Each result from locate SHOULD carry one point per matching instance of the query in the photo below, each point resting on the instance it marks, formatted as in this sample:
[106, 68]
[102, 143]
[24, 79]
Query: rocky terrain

● ● ●

§ Stated exercise
Please present the rows above as a Markdown table with a Number column and a Line column, putting each line in its own entry and omitting blank lines.

§ Task output
| Number | Line |
|---|---|
| 1 | Each result from locate SHOULD carry one point per matching instance of the query in the photo below, each point resting on the instance it marks, formatted as in this sample: |
| 2 | [106, 68] |
| 3 | [102, 143] |
| 4 | [24, 79] |
| 5 | Query: rocky terrain |